··· Excerpt

Message Limits

Explain Like I'm Five

Think of messages like cups of water from a big jug. Each day, you get a jug with a certain number of cups.

When you chat with the AI, you pour some water. A short question? Just a tiny splash. A long conversation with a big document? That's like pouring several cups at once.

The longer your chat gets, the more water each new message needs, because the AI has to remember everything you've already said.

Starting a new chat is like using a fresh cup: you only pay for what is in that request, not everything from the old conversation.


What is a "message"?

One counted message equals 16,000 tokens.

That is roughly:

  • about 12,000 words
  • about 24 pages of plain text

How usage is calculated

For every request, Writingmate counts:

  1. your prompt/input tokens
  2. the model’s response/output tokens
  3. cached prompt tokens, discounted by 50%

This applies to:

  • normal Writingmate chat
  • OpenAI-compatible API requests made with Writingmate Developer Keys

Exact counting formula

cached_discount = floor(cached_prompt_tokens * 0.5)

······
··· Material shown

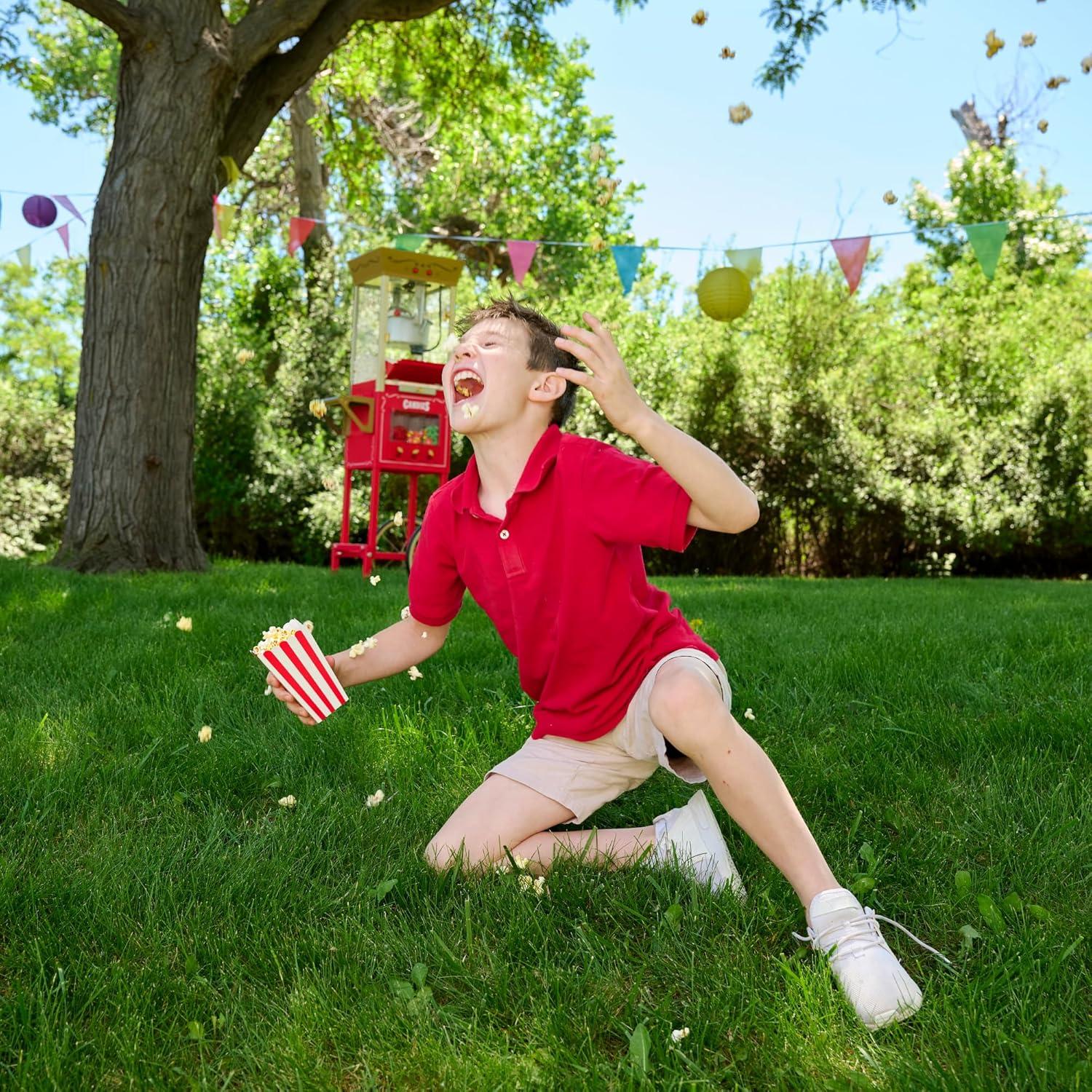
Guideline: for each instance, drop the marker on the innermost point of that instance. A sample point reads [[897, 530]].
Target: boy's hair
[[543, 356]]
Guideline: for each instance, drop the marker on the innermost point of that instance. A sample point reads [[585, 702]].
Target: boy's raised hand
[[609, 381]]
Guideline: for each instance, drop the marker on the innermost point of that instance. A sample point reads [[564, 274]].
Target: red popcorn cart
[[395, 419]]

······

*Instructions*:
**a.** According to the message limits page, how many tokens make up one counted message?
**b.** Rewrite the paragraph of the message limits page that begins "When you chat with the AI" more briefly, keeping its main facts.
**c.** Write a continuation of the message limits page, picking up right after its final line.

*Task answers*:
**a.** One counted message equals 16,000 tokens.

**b.** Chatting with the AI pours water: a short question is a tiny splash, while a long conversation with a big document pours several cups at once.

**c.**
effective_input = max(0, prompt_tokens - cached_discount)
counted_messages = max(1, ceil((effective_input + completion_tokens) / 16000))

Minimum usage rule

Every interaction consumes at least 1 message, even if it is tiny.

Examples:

  • less than 16,000 effective tokens = 1 message
  • 25,000 effective tokens = 2 messages
  • 48,000 effective tokens = 3 messages

Example

Small request

If a request returns:

  • prompt_tokens = 10
  • completion_tokens = 5
  • cached_tokens = 0

then:

effective_total = 10 + 5 = 15
counted_messages = 1

Larger request with cache discount

If a request returns:

  • prompt_tokens = 19000
  • completion_tokens = 3000
  • cached_tokens = 4000

then:

cached_discount = floor(4000 * 0.5) = 2000
effective_input = 19000 - 2000 = 17000
effective_total = 17000 + 3000 = 20000
counted_messages = ceil(20000 / 16000) = 2
Token-to-message counting diagram for Writingmate and the OpenAI-compatible API

The same counting rule is used in Writingmate chat and the OpenAI-compatible API.

How this affects plans

Your plan controls:

  • which model categories you can access
  • how many counted messages you can use each day or month
  • whether AppSumo pool limits apply

Text endpoints of the OpenAI-compatible API (/chat/completions, /completions, /responses, /audio/transcriptions) do not use a separate quota. They use the same message counter as Writingmate chat.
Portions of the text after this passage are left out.